Alan Greenspan told the Senate this week the war's the thing. The growing prospect of a war with Iraq has damped business investment and made businesses reluctant to hire new workers; therefore the economy is weak. Growth will rebound when the Iraq conflict is over. It's too soon for Congress to consider the President's stimulus package. Besides, tax cuts that increase deficits are a bad idea anyway. We need fiscal discipline.

Apparently Alan has forgotten that the economy has been stinking it up for more than two years. As much as we would like to blame it all on Saddam Hussein, it is actually the Fed that's causing the problem. Physician heal thyself.

I'm not denying that an impending war is a deterrent to major spending decisions. No rational business manager would commit to an expensive investment project on the eve of war. The option of waiting a few weeks to see what happens-finance professors call it a real option-is just too valuable to give up.

And it's not just business managers. Scott Rasmussen's (www.scottpolls.com) daily opinion polls-more current than the Conference Board- show both consumer and investor confidence at their lowest levels since October, 1981 as well. This weeks data show investors prefer real estate to equities by a 66% to 21% margin, up from 60% to 32% before the war drums started.

When the war drums stop everyone can exhale and people can make economic decisions again. My point is simply that we should not expect a rebound to strong growth because there was no bound in the first place. The economy still suffers from the problem that caused the recession in the first place, tight credit and slow revenue growth.

Tight credit has been a problem since the fall of 2000 when the Fed and Controller tightened the screws on bank lending to protect the banks from losing money in the weakening telecom, cable and technology industries. Unfortunately, it is easier to squeeze a small manufacturer or service company, which has good inventory and receivables, than a cable company, which has buried the money under the street in front of your house. That's why the brunt of the recession fell on mid-size private companies, where bank loans today have fallen $135 billion (9%) over the past two years.

..............................

* STATED TASK 1 *
Reproduce the passage of the Greenspan commentary starting with "Tight credit has" and going on through "past two years.".
* STATED TASK 2 *
In the Greenspan commentary, by how much have bank loans to mid-size private companies fallen over the past two years?
* STATED TASK 3 *
Extend the commentary on Greenspan and the economy, picking up after its final sentence.
The entries that come next are separate material and unrelated to the commentary on Greenspan and the economy.

..............................

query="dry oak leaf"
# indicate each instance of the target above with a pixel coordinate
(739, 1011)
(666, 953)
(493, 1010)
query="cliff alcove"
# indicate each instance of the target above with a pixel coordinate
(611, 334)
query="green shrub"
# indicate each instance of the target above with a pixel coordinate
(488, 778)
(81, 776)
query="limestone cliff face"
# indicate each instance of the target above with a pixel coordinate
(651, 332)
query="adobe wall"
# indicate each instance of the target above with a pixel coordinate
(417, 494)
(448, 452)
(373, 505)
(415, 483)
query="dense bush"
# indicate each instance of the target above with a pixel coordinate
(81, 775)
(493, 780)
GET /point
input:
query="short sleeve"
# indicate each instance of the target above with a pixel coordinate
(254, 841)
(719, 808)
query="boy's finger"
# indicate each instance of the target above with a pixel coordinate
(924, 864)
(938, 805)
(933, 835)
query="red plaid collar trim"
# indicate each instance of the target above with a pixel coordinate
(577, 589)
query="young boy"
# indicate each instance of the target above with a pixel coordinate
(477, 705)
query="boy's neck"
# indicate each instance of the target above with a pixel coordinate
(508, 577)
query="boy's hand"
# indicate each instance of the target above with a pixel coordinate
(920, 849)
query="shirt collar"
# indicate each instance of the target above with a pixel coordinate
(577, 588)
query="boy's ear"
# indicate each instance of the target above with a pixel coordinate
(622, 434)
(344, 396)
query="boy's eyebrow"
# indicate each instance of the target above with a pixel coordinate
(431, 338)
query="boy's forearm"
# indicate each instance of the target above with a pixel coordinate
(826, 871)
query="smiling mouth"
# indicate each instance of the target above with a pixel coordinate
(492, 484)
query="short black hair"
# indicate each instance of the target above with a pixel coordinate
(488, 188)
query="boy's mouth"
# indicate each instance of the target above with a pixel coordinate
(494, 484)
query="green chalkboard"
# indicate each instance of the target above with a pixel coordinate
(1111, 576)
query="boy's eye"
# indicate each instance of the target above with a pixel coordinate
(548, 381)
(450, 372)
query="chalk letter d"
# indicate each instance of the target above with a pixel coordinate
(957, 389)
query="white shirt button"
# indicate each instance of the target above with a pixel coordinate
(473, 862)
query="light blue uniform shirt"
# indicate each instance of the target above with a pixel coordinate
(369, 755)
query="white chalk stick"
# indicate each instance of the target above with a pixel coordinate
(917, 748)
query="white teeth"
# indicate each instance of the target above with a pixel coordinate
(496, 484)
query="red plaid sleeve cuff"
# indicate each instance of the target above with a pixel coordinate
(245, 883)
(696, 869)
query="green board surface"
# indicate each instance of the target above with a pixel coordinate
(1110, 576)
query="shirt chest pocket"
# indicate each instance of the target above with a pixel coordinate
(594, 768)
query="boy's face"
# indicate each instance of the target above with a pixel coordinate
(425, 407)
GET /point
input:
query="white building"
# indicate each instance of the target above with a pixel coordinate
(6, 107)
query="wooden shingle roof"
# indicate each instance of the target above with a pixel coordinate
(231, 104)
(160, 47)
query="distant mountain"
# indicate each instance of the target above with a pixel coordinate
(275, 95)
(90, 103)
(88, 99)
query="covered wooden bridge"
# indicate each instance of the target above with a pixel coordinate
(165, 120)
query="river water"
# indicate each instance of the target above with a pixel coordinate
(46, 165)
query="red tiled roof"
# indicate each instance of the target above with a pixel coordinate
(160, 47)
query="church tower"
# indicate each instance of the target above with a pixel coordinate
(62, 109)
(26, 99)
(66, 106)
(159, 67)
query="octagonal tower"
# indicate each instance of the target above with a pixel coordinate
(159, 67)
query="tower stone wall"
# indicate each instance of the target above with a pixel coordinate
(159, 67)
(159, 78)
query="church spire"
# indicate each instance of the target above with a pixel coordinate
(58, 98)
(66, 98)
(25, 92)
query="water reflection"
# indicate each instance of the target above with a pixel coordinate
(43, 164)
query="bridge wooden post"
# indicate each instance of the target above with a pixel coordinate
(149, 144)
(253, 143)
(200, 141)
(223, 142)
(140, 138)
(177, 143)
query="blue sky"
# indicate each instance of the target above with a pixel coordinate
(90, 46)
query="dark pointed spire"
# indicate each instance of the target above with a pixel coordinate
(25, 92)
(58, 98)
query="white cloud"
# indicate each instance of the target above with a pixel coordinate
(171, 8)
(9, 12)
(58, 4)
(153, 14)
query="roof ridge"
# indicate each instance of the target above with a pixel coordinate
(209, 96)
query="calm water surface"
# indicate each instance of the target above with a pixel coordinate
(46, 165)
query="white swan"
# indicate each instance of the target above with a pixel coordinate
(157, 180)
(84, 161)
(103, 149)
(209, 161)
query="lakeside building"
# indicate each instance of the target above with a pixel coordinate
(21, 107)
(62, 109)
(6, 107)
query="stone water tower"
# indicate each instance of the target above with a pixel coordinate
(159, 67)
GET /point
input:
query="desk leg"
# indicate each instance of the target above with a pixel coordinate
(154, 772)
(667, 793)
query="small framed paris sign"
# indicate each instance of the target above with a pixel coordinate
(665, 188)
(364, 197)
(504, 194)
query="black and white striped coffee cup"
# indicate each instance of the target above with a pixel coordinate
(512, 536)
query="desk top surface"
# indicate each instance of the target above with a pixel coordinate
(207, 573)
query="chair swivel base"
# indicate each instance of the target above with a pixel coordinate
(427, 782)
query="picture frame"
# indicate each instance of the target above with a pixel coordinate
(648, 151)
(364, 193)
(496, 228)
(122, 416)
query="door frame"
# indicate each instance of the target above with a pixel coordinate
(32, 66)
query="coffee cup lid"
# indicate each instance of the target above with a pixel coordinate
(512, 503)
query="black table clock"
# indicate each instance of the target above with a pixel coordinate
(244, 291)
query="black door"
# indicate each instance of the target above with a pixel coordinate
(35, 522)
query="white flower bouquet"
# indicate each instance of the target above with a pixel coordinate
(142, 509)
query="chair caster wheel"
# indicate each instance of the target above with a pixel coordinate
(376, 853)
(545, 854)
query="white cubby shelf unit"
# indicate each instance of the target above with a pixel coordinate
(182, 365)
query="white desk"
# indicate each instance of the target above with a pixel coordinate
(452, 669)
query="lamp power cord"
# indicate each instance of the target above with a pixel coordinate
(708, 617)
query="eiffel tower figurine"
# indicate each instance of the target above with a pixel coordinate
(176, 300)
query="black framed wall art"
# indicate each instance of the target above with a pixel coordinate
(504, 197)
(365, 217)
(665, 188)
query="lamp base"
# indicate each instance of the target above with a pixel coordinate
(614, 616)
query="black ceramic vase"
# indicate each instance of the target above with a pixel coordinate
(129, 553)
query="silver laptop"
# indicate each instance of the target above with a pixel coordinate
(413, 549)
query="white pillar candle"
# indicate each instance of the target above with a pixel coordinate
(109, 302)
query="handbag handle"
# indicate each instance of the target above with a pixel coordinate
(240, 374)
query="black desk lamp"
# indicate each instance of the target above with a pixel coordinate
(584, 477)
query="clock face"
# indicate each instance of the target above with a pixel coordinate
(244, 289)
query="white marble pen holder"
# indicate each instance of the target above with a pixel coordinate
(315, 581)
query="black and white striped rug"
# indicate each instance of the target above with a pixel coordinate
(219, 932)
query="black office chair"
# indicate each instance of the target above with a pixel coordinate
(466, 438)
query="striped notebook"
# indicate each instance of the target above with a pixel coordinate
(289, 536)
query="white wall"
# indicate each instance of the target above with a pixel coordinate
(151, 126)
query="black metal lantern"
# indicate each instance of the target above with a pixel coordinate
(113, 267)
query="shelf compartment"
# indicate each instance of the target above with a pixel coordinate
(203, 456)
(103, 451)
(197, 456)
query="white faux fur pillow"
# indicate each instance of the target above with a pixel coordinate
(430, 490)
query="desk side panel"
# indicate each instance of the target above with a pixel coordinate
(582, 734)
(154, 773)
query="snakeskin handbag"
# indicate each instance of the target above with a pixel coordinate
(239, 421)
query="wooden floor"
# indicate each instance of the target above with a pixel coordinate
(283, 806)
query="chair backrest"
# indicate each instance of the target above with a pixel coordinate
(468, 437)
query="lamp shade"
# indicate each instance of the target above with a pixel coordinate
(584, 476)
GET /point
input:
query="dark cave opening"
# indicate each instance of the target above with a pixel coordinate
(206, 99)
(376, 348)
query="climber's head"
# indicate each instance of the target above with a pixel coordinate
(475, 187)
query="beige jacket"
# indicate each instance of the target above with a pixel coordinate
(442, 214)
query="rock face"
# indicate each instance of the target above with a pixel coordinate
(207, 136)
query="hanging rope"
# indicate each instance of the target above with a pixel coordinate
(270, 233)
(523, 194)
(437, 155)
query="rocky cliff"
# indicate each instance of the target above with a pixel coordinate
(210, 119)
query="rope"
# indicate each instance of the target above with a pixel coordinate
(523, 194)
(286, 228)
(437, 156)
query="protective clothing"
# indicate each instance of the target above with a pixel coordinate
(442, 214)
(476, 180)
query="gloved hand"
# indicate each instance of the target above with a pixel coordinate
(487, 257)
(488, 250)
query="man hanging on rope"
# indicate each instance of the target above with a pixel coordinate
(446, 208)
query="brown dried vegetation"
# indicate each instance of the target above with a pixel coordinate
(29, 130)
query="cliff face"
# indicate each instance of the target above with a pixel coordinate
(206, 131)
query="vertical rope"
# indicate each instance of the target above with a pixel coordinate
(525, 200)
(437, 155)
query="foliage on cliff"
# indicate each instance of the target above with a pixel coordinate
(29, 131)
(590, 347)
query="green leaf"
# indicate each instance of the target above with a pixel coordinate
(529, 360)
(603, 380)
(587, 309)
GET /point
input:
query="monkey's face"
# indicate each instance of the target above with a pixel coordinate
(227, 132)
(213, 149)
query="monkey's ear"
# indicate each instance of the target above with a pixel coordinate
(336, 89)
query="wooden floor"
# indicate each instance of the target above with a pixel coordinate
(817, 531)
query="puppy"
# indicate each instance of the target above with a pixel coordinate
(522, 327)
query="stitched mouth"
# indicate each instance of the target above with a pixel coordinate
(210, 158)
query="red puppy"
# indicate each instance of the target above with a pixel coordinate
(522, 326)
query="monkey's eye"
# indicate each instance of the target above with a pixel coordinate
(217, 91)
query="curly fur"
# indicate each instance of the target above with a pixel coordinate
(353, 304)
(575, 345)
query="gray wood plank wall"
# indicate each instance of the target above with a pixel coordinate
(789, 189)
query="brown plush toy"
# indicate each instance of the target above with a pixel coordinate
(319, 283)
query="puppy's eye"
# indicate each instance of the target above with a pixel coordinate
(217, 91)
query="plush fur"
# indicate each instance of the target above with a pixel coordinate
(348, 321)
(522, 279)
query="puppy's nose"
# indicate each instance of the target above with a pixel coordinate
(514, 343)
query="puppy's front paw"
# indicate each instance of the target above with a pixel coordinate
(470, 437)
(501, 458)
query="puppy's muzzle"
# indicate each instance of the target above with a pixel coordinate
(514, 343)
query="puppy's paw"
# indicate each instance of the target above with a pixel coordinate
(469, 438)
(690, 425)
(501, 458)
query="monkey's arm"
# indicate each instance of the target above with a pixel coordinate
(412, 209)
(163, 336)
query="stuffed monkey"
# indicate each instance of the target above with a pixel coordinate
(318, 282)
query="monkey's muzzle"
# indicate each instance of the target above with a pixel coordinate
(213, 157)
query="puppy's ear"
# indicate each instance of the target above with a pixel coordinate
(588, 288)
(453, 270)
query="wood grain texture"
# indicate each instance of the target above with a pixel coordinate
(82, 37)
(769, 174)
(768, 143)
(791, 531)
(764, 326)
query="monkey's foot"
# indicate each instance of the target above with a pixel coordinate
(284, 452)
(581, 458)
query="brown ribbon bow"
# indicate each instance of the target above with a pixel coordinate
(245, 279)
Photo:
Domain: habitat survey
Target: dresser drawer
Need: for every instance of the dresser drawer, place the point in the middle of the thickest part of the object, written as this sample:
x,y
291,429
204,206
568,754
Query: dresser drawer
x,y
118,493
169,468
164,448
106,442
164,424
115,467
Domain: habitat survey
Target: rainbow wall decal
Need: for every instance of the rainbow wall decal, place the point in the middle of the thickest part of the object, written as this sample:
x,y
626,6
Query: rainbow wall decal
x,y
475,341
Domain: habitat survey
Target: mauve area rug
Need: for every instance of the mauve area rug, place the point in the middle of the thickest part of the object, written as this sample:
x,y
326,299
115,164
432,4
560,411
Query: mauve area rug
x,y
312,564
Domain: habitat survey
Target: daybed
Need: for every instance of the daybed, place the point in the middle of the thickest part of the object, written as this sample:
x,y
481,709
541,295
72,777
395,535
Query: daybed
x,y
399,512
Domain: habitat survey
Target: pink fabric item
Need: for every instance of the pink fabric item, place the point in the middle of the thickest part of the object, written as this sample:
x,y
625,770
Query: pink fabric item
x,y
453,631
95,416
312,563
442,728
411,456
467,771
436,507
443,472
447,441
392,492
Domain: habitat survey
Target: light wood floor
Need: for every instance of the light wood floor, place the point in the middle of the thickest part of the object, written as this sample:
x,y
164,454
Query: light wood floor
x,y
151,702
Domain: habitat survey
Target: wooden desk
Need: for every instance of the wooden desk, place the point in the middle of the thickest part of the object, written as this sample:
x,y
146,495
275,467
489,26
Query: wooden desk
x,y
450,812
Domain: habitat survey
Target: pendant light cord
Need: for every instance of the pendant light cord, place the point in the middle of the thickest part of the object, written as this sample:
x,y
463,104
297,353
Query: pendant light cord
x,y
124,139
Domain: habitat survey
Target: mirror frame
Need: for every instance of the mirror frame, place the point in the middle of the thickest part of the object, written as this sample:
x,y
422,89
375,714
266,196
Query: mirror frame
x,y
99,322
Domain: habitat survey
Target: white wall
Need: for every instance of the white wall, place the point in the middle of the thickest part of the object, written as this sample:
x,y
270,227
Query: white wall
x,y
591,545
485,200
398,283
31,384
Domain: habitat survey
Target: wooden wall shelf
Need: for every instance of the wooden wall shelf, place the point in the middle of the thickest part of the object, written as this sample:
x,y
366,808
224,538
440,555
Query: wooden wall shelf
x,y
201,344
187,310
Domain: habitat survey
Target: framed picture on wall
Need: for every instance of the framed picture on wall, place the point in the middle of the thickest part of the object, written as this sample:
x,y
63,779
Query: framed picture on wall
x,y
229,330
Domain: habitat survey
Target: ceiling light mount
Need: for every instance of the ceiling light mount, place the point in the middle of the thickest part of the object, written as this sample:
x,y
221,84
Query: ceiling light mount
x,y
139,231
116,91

..............................

* RESULT 1 *
Tight credit has been a problem since the fall of 2000 when the Fed and Controller tightened the screws on bank lending to protect the banks from losing money in the weakening telecom, cable and technology industries. Unfortunately, it is easier to squeeze a small manufacturer or service company, which has good inventory and receivables, than a cable company, which has buried the money under the street in front of your house. That's why the brunt of the recession fell on mid-size private companies, where bank loans today have fallen $135 billion (9%) over the past two years.

* RESULT 2 *
They have fallen $135 billion, or 9%.

* RESULT 3 *
The Fed has the ability to reverse this by adding bank reserves-they have not done so to date. The second problem is low revenue growth for most companies, which the press has dubbed weak pricing power. Revenue for the average company can't grow faster than nominal GDP, which is streaking currently along at about 3% per year, less than productivity growth. Most of this growth is concentrated in service companies-revenue for goods producers and distributors is flat or falling. That's why the auto companies have to discount prices and offer zero interest loans to sell cars. And that's why so many companies cite disappointing revenue growth as the reason for weak earnings.

The Fed can and should increase nominal GDP growth to a number higher than productivity growth so goods prices stop falling. Only then will we see a rebound in capital spending. It would be even better if this growth increase could coincide with the successful conclusion of the war and the signing of the dividend tax cut.

Lack of credit, falling prices, and war risk have combined to keep stock prices far below intrinsic values, and have pushed Treasury yields too low. Markets may sell off again in the coming weeks in the final run-up to war. It will be up to the Fed how rapidly the economy and the stock market rebound after that.